Data supplied =>

= = = =

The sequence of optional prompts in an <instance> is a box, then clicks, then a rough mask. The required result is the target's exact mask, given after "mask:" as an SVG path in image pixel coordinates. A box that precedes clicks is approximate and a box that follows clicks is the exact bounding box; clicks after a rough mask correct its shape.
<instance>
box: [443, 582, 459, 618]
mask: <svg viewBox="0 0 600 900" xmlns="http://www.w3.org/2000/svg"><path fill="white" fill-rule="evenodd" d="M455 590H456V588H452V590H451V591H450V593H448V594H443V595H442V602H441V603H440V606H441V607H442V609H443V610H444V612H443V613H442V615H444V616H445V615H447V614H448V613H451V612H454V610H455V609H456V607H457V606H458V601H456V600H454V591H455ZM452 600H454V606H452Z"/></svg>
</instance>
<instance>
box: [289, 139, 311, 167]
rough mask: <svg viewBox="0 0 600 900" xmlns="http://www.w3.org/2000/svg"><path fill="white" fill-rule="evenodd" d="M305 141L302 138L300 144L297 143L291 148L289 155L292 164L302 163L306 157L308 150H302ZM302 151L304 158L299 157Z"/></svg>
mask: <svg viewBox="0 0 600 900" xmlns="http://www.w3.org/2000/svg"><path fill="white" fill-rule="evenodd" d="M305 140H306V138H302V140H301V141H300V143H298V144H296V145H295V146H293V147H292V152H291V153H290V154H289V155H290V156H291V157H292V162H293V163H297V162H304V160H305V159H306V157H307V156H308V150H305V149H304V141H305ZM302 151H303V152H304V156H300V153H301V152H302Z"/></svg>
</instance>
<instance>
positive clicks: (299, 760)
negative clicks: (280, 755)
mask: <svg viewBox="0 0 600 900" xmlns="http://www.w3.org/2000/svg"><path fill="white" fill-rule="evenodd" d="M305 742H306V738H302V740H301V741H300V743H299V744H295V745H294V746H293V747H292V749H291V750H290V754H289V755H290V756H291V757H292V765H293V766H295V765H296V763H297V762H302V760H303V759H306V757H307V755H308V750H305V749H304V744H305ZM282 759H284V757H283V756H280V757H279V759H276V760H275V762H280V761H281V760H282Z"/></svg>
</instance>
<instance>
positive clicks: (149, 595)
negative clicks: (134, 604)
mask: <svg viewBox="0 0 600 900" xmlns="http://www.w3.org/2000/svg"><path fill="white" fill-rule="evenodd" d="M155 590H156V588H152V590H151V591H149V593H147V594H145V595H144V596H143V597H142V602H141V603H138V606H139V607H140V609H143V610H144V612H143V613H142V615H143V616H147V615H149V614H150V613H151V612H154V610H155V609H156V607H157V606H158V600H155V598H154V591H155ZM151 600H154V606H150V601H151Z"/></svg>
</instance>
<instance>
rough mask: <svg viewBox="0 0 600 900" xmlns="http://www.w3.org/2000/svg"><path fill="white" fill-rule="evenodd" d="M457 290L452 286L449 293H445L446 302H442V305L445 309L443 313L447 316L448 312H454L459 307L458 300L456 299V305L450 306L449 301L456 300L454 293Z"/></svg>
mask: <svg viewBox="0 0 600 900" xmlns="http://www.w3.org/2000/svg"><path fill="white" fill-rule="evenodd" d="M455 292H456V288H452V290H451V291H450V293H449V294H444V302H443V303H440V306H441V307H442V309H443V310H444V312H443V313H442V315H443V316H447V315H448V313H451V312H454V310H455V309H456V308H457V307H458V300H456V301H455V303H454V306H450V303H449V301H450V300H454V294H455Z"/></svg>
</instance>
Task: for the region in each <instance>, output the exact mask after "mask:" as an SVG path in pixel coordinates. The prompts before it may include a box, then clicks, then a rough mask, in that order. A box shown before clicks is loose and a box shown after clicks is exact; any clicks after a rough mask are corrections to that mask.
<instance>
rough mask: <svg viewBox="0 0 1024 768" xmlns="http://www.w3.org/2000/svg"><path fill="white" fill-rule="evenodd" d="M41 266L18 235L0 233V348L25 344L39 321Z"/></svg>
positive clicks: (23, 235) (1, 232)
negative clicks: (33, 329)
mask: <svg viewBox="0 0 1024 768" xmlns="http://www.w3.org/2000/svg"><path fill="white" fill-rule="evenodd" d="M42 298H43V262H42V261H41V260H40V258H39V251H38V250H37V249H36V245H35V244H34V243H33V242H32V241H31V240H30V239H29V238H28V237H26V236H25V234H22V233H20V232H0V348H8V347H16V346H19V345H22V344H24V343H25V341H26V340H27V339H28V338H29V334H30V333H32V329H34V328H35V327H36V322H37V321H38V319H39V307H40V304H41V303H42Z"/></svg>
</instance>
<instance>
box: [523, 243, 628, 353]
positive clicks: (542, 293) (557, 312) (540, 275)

= = = =

Exercise =>
Line by line, transcribe the material above exactly.

Exercise response =>
The sequence of optional prompts in an <instance> is a box, then clicks, then a rough mask. The required result is the target's exact mask, given after "mask:" as an SVG path in image pixel coordinates. A box that precedes clicks is approximate and a box that follows clicks is the exact bounding box; clicks after a rough mask correct its shape.
<instance>
box: [443, 582, 459, 618]
mask: <svg viewBox="0 0 600 900" xmlns="http://www.w3.org/2000/svg"><path fill="white" fill-rule="evenodd" d="M455 590H456V588H452V590H451V591H450V593H448V594H443V595H442V602H441V603H440V606H441V607H442V609H443V610H444V612H443V613H442V615H444V616H445V615H447V614H448V613H451V612H454V610H455V609H456V607H457V606H458V601H456V600H454V591H455ZM452 600H454V606H452Z"/></svg>
</instance>
<instance>
box: [289, 139, 311, 167]
rough mask: <svg viewBox="0 0 600 900" xmlns="http://www.w3.org/2000/svg"><path fill="white" fill-rule="evenodd" d="M305 141L302 138L300 144L297 143L291 148L289 155L292 164L302 163L306 157L308 150H302ZM302 151L304 158L299 157Z"/></svg>
mask: <svg viewBox="0 0 600 900" xmlns="http://www.w3.org/2000/svg"><path fill="white" fill-rule="evenodd" d="M305 140H306V138H302V140H301V141H300V143H298V144H296V145H295V146H293V147H292V152H291V153H290V154H289V155H290V156H291V157H292V162H293V163H297V162H304V160H305V159H306V157H307V156H308V150H305V149H304V141H305ZM302 151H303V152H304V156H300V153H301V152H302Z"/></svg>
</instance>
<instance>
positive clicks: (299, 760)
negative clicks: (280, 755)
mask: <svg viewBox="0 0 600 900" xmlns="http://www.w3.org/2000/svg"><path fill="white" fill-rule="evenodd" d="M305 742H306V738H302V740H301V741H300V743H299V744H295V745H294V746H293V747H292V749H291V750H290V754H289V755H290V756H291V757H292V765H293V766H295V765H296V763H297V762H302V760H303V759H306V757H307V755H308V750H305V749H304V744H305ZM282 759H284V757H283V756H280V757H279V759H276V760H275V762H280V761H281V760H282Z"/></svg>
</instance>
<instance>
positive clicks: (149, 595)
negative clicks: (134, 604)
mask: <svg viewBox="0 0 600 900" xmlns="http://www.w3.org/2000/svg"><path fill="white" fill-rule="evenodd" d="M155 590H156V588H152V590H151V591H149V593H147V594H145V595H144V596H143V597H142V602H141V603H138V606H139V607H140V609H143V610H144V612H143V613H142V615H143V616H147V615H149V614H150V613H151V612H154V610H155V609H156V607H157V606H158V600H155V598H154V591H155ZM151 600H154V606H150V601H151Z"/></svg>
</instance>
<instance>
rough mask: <svg viewBox="0 0 600 900" xmlns="http://www.w3.org/2000/svg"><path fill="white" fill-rule="evenodd" d="M457 290L452 286L449 293H445L446 302H442V305L445 309L443 313L447 316L448 312H454L459 307L458 300L456 299V305L450 306L449 301L456 300L454 293Z"/></svg>
mask: <svg viewBox="0 0 600 900" xmlns="http://www.w3.org/2000/svg"><path fill="white" fill-rule="evenodd" d="M455 292H456V288H452V290H451V291H450V293H449V294H444V302H443V303H440V306H441V307H442V309H443V310H444V312H443V313H442V315H443V316H447V315H448V313H451V312H454V310H455V309H456V308H457V307H458V300H456V301H455V303H454V306H450V303H449V301H450V300H454V294H455Z"/></svg>
</instance>
Task: for the region in each <instance>, output the exact mask after "mask:" as an SVG path in pixel coordinates. The prompts before it may include a box, then clicks, then a rough mask, in that order. A box shown before clicks is loose and a box shown after clicks is exact; any clicks after a rough mask are corrections to that mask.
<instance>
rough mask: <svg viewBox="0 0 1024 768" xmlns="http://www.w3.org/2000/svg"><path fill="white" fill-rule="evenodd" d="M41 266L18 235L0 233V348L25 344L39 321Z"/></svg>
positive clicks: (23, 235) (1, 232)
negative clicks: (33, 329)
mask: <svg viewBox="0 0 1024 768" xmlns="http://www.w3.org/2000/svg"><path fill="white" fill-rule="evenodd" d="M42 298H43V262H42V261H41V260H40V258H39V251H38V250H37V249H36V245H35V244H34V243H33V242H32V241H31V240H30V239H29V238H28V237H26V236H25V234H22V233H20V232H0V348H8V347H16V346H19V345H22V344H24V343H25V341H26V340H27V339H28V338H29V334H30V333H32V329H34V328H35V327H36V322H37V321H38V319H39V307H40V304H41V303H42Z"/></svg>
</instance>
<instance>
box: [523, 243, 628, 353]
positive clicks: (542, 293) (557, 312) (540, 275)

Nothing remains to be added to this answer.